■ Source material ■
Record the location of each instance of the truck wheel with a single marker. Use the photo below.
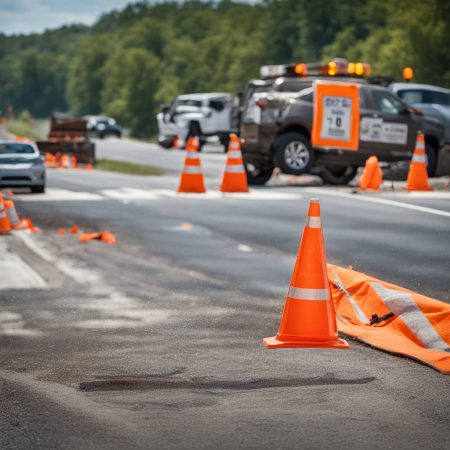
(338, 175)
(294, 153)
(431, 159)
(257, 176)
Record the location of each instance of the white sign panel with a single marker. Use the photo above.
(337, 114)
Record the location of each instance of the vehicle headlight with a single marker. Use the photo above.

■ Instructions for the task ■
The answer should consist of the lines from the one with "Record the location of each instance of the white" through the last line of the entries, duplicated exactly and nothing more.

■ Reply to the exercise ■
Record the location of each instance of the white sign panel with a single marker. Use the photo above.
(337, 114)
Record the location of each instance of the vehicle headlight with a single marker. Use the photo above.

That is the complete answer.